Metinden Alıntı:
=======

Baktınız ki Hunlar bastıra bastıra geliyor, pılınızı pırtınızı toplayıp kaçabiliyorsunuz. Kendi şehrinizi Hunlara yar etmemek için yıkabilir ve geride harabe bir şehir bırakabilirsiniz. Yıkılmış şehirleri tekrar yaşanabilir hale getirmek o kadar da kolay değil. Yüklü miktarda para ve insan gücü gerektiriyor.


Kuşatmalarda ise sonunda bir değişikliğe gidilmiş ve kuşatmanın süresine bağlı olarak, şehirlerin savunmalarının zarar görmesi sağlanmış. Merdiven ve koç başı gibi kuşatma silahlarını yaptıktan sonra kuşatmaya devam etmenin tek getirisi, belirli bir süre sonra şehrin açlıktan isyana kalkışacak olmasıydı. Fakat zaten hem yapay zeka hem de oyuncular, bu raddeye gelmeden önce dışarı çıkarak kuşatan tarafa saldırıyordu. Attila'da ise kaç tur kuşatma yaptığınıza bağlı olarak, savaş ekranında surların zarar gördüğünü; hatta bazılarının yıkıldığını bile görebilirsiniz. Dolayısı ile kuşatma yaparken biraz beklemenin önem kazanması ile birlikte, "nasıl olsa saldıracaklar, ben bekleyip savunma yapayım" düşüncesi de maalesef artık bir işe yaramıyor.

=======

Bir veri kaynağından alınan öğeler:

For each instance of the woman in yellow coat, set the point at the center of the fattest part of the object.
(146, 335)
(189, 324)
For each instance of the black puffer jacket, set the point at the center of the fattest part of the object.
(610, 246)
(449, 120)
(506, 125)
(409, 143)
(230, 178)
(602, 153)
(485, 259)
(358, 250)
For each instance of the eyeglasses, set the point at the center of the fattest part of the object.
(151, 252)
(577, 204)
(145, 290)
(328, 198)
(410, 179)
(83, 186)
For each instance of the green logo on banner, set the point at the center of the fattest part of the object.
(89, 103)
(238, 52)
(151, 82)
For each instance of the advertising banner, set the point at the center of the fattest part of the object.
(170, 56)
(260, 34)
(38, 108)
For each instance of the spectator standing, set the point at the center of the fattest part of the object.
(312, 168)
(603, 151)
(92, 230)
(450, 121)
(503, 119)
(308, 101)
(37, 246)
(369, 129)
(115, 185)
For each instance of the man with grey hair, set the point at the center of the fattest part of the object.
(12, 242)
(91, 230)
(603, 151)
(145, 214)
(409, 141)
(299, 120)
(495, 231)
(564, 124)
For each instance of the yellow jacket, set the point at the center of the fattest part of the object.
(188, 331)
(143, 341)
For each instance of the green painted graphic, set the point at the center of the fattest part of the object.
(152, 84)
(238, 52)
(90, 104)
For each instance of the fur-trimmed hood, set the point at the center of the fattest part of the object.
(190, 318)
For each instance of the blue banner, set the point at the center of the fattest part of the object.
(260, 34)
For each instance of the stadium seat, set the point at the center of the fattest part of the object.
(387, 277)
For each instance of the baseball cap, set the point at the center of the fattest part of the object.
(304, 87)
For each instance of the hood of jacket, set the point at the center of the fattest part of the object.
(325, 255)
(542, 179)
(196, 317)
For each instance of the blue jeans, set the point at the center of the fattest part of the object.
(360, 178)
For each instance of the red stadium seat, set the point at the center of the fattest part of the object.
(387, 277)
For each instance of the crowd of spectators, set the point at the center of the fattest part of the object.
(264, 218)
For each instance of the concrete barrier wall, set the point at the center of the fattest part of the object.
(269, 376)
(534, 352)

=======

Verilen Görevler:
a – Attila yazısına göre aşağıdakileri yanıtlayın:
(i) Şehrinizi Hunlara bırakmamak için ne yapabilirsiniz?
(ii) Yıkılmış bir şehri yeniden yaşanabilir hale getirmek neler gerektiriyor?
(iii) Attila'da kuşatma uzadıkça savaş ekranında surlarda neler görülebiliyor?
b – Attila yazısını son cümlesinden sonra kaldığı yerden sürdürün.

Çözümler:
a –
(i) Şehri yıkıp geride harabe bir şehir bırakabilirsiniz.
(ii) Yüklü miktarda para ve insan gücü gerektiriyor.
(iii) Surların zarar gördüğü, hatta bazılarının yıkıldığı görülebiliyor.

b –
Total War Attila'da, Hunlar ile oynarken bir değişiklik fark edeceksiniz. Şehirleri ele geçiremiyorsunuz! Evet doğru duydunuz, bir Total War oyununda kuşatmadan sonra o şehri ele geçiremiyor, sadece yağmalayabiliyorsunuz. Aslında göçebe bir ulusu seçtiğinizde yerleşik hayata geçememeniz çok da mantıksız değilken, bu yeni mekaniğe alışmak biraz zaman alabiliyor. Hatta ilk başlarda acaba bir şeyleri yanlış mı yapıyorum diye düşünmedim desem yalan olur.

Peki asker nasıl yetiştireceğiz derseniz, bu noktada göçebe hayatın getirilerinden biri olan obalar ve kamplar çıkıyor karşımıza. Sefer haritasında ordularınız her an savaşa hazır, her an bir şehri kuşatır vaziyette olmayacak elbette. Bir bölgeye deyim yerindeyse çökerek kampınızı kurabilir, asker yetiştirmeye ve kısa süreli hayvancılık ile uğraşarak besin elde etmeye başlayabilirsiniz. Tabii bu özel mekanik nedeni ile daha önceden bahsettiğim karakter yetenekleri ve teknoloji sekmesi de Hunlara özel içeriğe sahip.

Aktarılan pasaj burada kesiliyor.